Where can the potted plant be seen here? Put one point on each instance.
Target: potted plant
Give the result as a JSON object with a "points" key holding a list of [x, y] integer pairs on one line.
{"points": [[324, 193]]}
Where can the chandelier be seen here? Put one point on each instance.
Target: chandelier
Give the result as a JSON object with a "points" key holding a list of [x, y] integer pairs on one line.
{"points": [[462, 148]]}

::::::

## DIRECTIONS
Find the line with "Where can the chandelier" in the listing above, then write out that line and each remaining line exactly, with no other text.

## TASK RESULT
Where can the chandelier be seen here? Put one point on each instance.
Target: chandelier
Give the result as a JSON object with a "points" key holding a list of [x, y] integer pairs on one line.
{"points": [[462, 148]]}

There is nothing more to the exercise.